Texte source:

RESUME
xvi
Ce travail de thèse porte sur l'analyse thermique de la
conduction instationnaire dans les milieux poreux. Cette recherche s'articule
autour de trois objectifs principaux: Comprendre et modéliser le
transfert de chaleur dans les macros, micros et nanostructures; Prendre en
compte le caractère non-linéaire des propriétés
thermophysiques; Rechercher les caractéristiques nécessaires pour
une isolation thermique du bâtiment au Cameroun.
Le couplage de l'équation de conservation de
l'énergie aux relations constitutives du flux de Fourier et de
Cattanéo-Vernotte conduit à quatre équations fortement
non-linéaires et de complexité différentes : une
équation de diffusion et une équation de propagation de la
température, une équation de diffusion et une équation de
propagation de l'enthalpie. Ces équations sont résolues
numériquement par la méthode des volumes finis en
considérant différents types de conditions aux limites :
températures imposées et/où flux aux frontières.

Travail demandé:
1. Recopiez à l'identique le passage du résumé de thèse, en commençant à "Le couplage de" et en terminant à "flux aux frontières.".
2. Dressez la liste des équations non linéaires auxquelles aboutit, selon le résumé de thèse, le couplage décrit.
3. Poursuivez le résumé de thèse sur la conduction instationnaire dans les milieux poreux à partir de sa dernière phrase.

Données brutes:

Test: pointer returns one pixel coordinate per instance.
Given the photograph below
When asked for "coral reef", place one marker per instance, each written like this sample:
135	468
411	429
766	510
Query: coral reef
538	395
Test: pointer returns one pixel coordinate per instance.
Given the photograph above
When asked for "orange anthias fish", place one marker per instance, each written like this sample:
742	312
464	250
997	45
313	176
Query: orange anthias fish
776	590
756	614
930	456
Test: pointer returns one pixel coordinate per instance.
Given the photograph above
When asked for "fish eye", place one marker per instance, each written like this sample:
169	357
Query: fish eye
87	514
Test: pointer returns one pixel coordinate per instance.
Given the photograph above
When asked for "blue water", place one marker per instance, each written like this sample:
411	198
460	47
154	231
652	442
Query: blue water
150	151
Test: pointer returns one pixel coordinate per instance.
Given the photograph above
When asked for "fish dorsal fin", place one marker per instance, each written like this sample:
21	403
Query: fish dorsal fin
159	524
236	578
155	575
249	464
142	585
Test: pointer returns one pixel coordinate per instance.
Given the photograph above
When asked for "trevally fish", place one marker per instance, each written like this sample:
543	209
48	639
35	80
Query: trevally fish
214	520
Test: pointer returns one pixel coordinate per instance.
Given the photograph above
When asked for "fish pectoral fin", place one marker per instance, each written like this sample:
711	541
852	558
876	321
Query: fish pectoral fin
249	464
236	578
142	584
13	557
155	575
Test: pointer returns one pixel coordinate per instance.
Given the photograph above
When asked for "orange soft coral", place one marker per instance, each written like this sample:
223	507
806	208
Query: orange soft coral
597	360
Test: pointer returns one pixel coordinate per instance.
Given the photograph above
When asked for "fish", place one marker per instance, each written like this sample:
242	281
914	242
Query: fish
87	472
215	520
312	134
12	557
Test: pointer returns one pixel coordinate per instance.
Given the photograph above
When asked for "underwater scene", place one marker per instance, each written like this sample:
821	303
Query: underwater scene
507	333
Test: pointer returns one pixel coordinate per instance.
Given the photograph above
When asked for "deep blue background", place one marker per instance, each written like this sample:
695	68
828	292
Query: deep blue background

Résultats obtenus:
1.
Le couplage de l'équation de conservation de
l'énergie aux relations constitutives du flux de Fourier et de
Cattanéo-Vernotte conduit à quatre équations fortement
non-linéaires et de complexité différentes : une
équation de diffusion et une équation de propagation de la
température, une équation de diffusion et une équation de
propagation de l'enthalpie. Ces équations sont résolues
numériquement par la méthode des volumes finis en
considérant différents types de conditions aux limites :
températures imposées et/où flux aux frontières.

2.
- Une équation de diffusion de la température
- Une équation de propagation de la température
- Une équation de diffusion de l'enthalpie
- Une équation de propagation de l'enthalpie

3.
Les résultats des expérimentations numériques montrent que
les équations de diffusion et de la température
généralement utilisées pour décrire la conduction
instationnaire présentent des limites lorsque les
propriétés thermophysiques du milieu dépendent de la
température et qu'il est préférable d'utiliser les
équations de diffusion et de propagation de l'enthalpie. La comparaison
des profils de la température dans trois milieux poreux réels
constitués de mousse de polystyrène, de fibre de silice (verre)
ou de bois montrent que les milieux en fibre de bois sont mieux adaptés
que les deux autres pour l'isolation thermique en climats tropicaux tels qu'au
Cameroun.
Mots-Clés: conduction instationnaire, milieux
poreux, mousse de polystyrène, fibre de silice, fibre de bois,
diffusion, propagation, enthalpie, température, flux, Fourier,
non-Fourier, Cattanéo-Vernotte, Temps de relaxation, méthode
numérique, volumes finis.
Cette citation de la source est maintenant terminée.